**Task to carry out:**
Transcribe exactly the lines that fall between the one holding "written like (530,127)." and the one holding "written like (529,52).", inclusive, from the entries below.

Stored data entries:
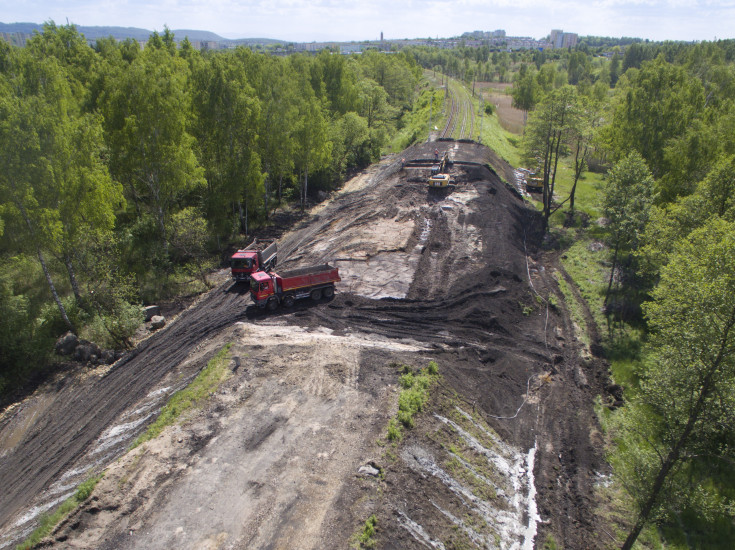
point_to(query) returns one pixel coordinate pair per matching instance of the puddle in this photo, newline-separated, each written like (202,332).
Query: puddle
(511,517)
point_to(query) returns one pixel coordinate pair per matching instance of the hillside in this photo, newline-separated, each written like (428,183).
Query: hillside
(293,449)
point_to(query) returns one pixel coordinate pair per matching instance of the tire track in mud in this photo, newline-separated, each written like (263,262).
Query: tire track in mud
(59,440)
(472,323)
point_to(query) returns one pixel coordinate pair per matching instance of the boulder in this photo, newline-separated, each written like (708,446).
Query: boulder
(150,311)
(158,321)
(67,344)
(87,352)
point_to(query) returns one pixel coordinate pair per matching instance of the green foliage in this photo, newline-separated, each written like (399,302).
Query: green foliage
(412,398)
(366,537)
(49,521)
(195,393)
(656,104)
(684,410)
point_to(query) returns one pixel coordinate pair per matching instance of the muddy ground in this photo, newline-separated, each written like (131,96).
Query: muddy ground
(291,451)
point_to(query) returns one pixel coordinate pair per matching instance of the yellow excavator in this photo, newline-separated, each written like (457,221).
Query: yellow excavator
(439,173)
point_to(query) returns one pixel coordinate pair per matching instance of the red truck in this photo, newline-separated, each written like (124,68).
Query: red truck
(257,256)
(269,290)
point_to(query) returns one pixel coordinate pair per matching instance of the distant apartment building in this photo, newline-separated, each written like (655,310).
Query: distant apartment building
(561,39)
(15,38)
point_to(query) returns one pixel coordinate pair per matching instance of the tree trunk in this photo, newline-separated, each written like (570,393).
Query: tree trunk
(673,457)
(72,278)
(612,274)
(55,294)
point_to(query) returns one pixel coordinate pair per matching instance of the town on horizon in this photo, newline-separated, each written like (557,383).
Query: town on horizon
(18,33)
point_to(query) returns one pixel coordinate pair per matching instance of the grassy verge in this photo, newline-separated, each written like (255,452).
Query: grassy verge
(49,521)
(413,397)
(206,382)
(364,538)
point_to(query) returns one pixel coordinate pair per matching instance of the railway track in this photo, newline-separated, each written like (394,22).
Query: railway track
(461,120)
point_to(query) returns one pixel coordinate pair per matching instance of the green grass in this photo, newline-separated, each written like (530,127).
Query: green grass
(190,397)
(365,538)
(414,394)
(50,521)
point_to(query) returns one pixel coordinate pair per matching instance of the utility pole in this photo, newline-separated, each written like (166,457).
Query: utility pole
(479,137)
(431,108)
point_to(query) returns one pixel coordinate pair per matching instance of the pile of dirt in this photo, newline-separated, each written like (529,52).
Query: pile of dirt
(292,450)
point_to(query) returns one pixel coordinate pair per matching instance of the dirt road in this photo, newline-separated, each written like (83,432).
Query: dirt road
(291,451)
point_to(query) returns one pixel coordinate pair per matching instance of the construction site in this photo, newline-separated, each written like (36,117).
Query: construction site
(292,450)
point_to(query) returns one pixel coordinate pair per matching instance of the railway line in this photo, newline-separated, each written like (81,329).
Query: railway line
(460,122)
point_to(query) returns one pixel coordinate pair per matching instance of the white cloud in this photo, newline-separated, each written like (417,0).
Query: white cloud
(357,20)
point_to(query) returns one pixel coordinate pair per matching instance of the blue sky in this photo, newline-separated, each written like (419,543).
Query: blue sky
(344,20)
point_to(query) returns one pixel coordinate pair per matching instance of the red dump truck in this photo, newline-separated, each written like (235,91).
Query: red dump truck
(269,290)
(257,256)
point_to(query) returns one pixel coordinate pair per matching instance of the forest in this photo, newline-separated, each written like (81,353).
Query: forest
(645,133)
(127,172)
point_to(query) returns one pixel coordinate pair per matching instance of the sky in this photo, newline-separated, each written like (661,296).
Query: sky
(347,20)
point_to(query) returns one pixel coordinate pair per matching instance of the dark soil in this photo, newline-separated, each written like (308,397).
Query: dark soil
(483,314)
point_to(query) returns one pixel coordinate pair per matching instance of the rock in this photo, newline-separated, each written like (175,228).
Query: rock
(150,311)
(158,321)
(109,357)
(67,344)
(368,470)
(615,390)
(87,352)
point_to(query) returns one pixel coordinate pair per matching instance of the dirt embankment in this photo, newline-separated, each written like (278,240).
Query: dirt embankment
(504,455)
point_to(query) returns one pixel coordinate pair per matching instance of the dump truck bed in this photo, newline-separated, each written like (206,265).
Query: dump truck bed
(308,276)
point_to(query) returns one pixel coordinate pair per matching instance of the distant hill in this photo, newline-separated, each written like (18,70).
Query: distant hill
(121,33)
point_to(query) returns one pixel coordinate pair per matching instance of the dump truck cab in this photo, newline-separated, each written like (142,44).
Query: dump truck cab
(256,257)
(262,287)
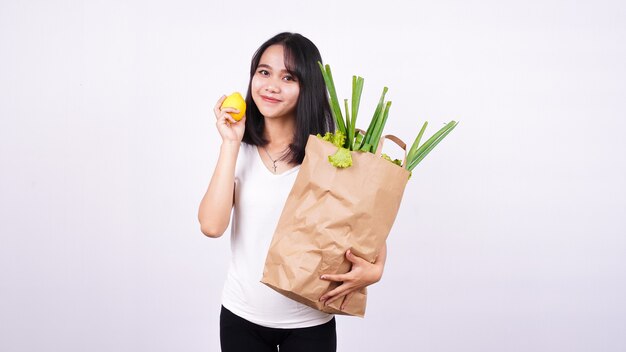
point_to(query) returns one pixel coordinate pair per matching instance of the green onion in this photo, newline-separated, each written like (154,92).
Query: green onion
(411,154)
(334,102)
(430,144)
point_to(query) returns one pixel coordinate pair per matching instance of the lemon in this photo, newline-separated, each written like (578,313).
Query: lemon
(236,101)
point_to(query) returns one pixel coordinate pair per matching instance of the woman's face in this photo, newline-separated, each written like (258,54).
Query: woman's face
(274,90)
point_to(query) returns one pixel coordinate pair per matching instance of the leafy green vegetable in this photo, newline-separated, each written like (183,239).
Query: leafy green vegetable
(395,161)
(341,158)
(347,140)
(337,138)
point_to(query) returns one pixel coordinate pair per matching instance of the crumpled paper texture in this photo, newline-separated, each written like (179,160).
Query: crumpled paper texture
(329,211)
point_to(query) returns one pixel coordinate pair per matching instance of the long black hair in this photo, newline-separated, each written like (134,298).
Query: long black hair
(312,108)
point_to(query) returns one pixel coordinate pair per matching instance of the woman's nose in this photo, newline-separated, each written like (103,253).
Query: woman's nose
(271,87)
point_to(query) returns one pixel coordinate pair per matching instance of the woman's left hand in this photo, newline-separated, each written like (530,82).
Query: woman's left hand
(362,274)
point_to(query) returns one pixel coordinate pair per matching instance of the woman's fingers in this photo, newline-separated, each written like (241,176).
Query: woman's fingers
(337,292)
(347,290)
(336,277)
(344,304)
(217,107)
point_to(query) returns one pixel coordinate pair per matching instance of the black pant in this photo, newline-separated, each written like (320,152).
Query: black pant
(240,335)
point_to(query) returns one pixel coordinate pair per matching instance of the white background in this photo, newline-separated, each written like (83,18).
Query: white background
(511,234)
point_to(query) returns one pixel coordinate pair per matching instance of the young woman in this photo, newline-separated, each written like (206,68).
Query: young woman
(259,159)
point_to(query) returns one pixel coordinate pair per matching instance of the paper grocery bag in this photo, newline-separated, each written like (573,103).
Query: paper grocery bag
(329,211)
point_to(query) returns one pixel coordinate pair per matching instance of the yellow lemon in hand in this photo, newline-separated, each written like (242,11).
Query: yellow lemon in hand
(236,101)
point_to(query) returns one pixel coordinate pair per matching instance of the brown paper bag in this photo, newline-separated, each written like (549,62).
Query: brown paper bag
(329,211)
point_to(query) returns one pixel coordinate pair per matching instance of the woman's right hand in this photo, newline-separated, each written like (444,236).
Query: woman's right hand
(230,129)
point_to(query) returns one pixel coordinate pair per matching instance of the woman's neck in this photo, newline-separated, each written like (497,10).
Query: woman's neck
(279,134)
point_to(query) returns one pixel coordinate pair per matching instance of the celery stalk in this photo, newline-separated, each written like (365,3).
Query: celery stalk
(370,130)
(334,102)
(413,150)
(380,126)
(431,143)
(348,124)
(357,89)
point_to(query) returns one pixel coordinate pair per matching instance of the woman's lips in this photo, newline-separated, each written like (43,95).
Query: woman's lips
(270,100)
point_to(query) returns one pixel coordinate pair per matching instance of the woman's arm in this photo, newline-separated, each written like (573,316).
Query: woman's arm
(362,274)
(217,203)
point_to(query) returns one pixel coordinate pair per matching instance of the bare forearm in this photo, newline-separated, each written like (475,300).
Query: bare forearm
(217,203)
(380,260)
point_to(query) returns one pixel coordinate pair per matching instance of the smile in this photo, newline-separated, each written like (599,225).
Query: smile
(270,100)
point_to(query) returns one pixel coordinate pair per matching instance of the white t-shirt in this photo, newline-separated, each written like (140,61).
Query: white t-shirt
(259,199)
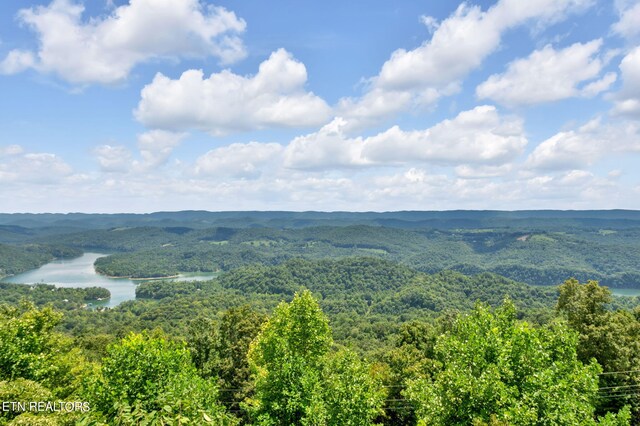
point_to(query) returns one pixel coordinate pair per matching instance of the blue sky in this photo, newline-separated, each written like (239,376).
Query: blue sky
(146,105)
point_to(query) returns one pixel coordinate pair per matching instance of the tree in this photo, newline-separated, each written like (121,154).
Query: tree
(31,349)
(298,380)
(151,378)
(612,338)
(496,370)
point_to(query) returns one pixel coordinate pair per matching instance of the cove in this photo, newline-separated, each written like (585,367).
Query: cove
(80,273)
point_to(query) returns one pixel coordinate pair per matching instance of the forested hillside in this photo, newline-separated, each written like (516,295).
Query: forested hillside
(328,319)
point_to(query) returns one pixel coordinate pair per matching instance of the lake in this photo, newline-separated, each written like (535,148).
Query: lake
(79,272)
(625,291)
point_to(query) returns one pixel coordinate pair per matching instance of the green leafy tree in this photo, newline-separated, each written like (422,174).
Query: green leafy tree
(298,381)
(610,337)
(31,349)
(151,379)
(496,370)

**Response:**
point_to(query) returns one pixel coordinate pair per matching instance of the green grass in this photo, newline-separated, each written like (530,127).
Query: green grass
(190,397)
(365,538)
(414,394)
(50,521)
point_to(query) returns one pixel coordinate pair per matching instance of the utility pole in this photo, newline-separated, each written like (166,457).
Query: utility pole
(479,137)
(431,108)
point_to(query) returns one pixel coordinate pair per matching instance of the pile of dirt in this photo, newline-separated, each written like (529,52).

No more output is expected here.